┌─ RECORDS FOR THIS EXERCISE

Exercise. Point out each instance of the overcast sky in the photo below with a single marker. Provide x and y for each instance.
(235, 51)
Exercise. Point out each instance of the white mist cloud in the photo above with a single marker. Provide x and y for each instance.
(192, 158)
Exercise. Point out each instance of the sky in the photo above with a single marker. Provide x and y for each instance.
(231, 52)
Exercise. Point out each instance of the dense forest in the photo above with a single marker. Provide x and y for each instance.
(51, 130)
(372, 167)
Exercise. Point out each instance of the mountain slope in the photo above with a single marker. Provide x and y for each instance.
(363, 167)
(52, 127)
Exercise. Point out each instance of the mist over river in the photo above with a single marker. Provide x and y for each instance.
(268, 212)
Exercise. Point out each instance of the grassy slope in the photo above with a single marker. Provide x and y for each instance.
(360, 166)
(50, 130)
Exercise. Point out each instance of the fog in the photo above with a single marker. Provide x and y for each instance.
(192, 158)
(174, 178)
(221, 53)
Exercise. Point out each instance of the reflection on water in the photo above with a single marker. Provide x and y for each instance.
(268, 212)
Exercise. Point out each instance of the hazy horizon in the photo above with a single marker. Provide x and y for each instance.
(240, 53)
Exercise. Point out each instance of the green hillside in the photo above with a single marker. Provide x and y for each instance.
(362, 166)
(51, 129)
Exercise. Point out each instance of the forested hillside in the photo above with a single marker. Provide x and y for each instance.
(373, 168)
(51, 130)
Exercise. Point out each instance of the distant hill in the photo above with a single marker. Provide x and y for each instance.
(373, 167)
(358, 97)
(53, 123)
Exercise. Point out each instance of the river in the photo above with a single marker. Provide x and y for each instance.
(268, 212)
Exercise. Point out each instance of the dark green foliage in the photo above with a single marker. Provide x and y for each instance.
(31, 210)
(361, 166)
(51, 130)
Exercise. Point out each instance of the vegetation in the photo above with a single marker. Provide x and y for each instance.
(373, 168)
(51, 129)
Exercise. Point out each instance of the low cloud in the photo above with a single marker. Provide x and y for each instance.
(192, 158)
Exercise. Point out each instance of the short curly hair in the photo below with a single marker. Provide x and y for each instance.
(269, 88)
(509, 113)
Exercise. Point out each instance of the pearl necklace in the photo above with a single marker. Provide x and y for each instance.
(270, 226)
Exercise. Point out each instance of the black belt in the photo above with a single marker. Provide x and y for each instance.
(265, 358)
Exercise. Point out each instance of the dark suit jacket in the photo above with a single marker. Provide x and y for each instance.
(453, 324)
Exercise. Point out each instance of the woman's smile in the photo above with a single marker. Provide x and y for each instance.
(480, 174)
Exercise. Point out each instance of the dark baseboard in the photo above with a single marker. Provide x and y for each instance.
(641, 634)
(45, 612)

└─

§ **WRITTEN EXERCISE**:
Copy all of the records above word for word.

§ **ANSWER TO THIS EXERCISE**:
Exercise. Point out each instance of the overcast sky in the photo below with a single marker. Provide x and y for each instance.
(235, 51)
Exercise. Point out each instance of the white mist cloud in the photo above with a single marker. Provide x and y for each instance.
(192, 158)
Exercise. Point out each instance of the sky in the photo above with a single marker. Provide x and y for each instance.
(231, 52)
Exercise. Point out each instance of the dense forest in the photo above with a single marker. Provide x and y for each instance.
(51, 130)
(372, 167)
Exercise. Point out each instance of the mountain slope in the photo above with a single marker. Provide x and y for each instance.
(363, 167)
(52, 127)
Exercise. Point out each instance of the mist over river in the photo above with a single marker. Provide x and y for each instance.
(268, 212)
Exercise. Point out each instance of the grassy slope in the photo above with a single marker. Provide x and y for each instance.
(360, 166)
(50, 130)
Exercise. Point out each instance of the fog in the photo above with a single marker. Provide x and y for each instance.
(192, 158)
(174, 178)
(221, 53)
Exercise. Point out each instance of the reflection on water in the photo above with a single marker. Provide x and y for each instance.
(268, 212)
Exercise. Point out each instance of the hazy horizon in the photo above with a single marker. Provide x and y for each instance.
(240, 53)
Exercise. Point out each instance of the green hillside in the photo above with a single marker. Provide x and y for each instance.
(362, 166)
(51, 129)
Exercise. Point out each instance of the forested hillside in the photo above with a single marker. Provide x and y for each instance.
(373, 168)
(51, 130)
Exercise. Point out each instance of the distant hill in the photo above with a single marker. Provide x and y for each instance.
(373, 167)
(358, 97)
(53, 123)
Exercise. Point out each instance of the river in the photo above with a single marker. Provide x and y for each instance.
(268, 212)
Exercise. Point out each instance of the dark green foliage in the photo above with a single marker. Provide x and y for each instance.
(31, 210)
(361, 166)
(51, 130)
Exercise. Point out each instance of the vegetation in the photo above with a single marker. Provide x and y for each instance.
(373, 168)
(51, 129)
Exercise. Point out each instance of the low cloud in the photo above with a single marker. Provide x and y for each instance.
(192, 158)
Exercise. Point out each instance of the short curly hair in the photo below with a single marker. Provide x and y for each instance.
(269, 88)
(509, 113)
Exercise. Point out each instance of the pearl necklace in the photo above with a single marker. Provide x and y for each instance.
(270, 226)
Exercise. Point out each instance of the black belt in the photo above with a single marker. Provide x and y for each instance.
(265, 358)
Exercise. Point out each instance of the dark suit jacket in the photo above with a single marker. Provide x and y for each instance.
(453, 324)
Exercise. Point out each instance of the woman's smile in the photo above with a single marker. Provide x and y for each instance.
(480, 174)
Exercise. Point out each instance of the dark baseboard in the photo above with a single marker. Provide x and y for each instance.
(641, 634)
(45, 612)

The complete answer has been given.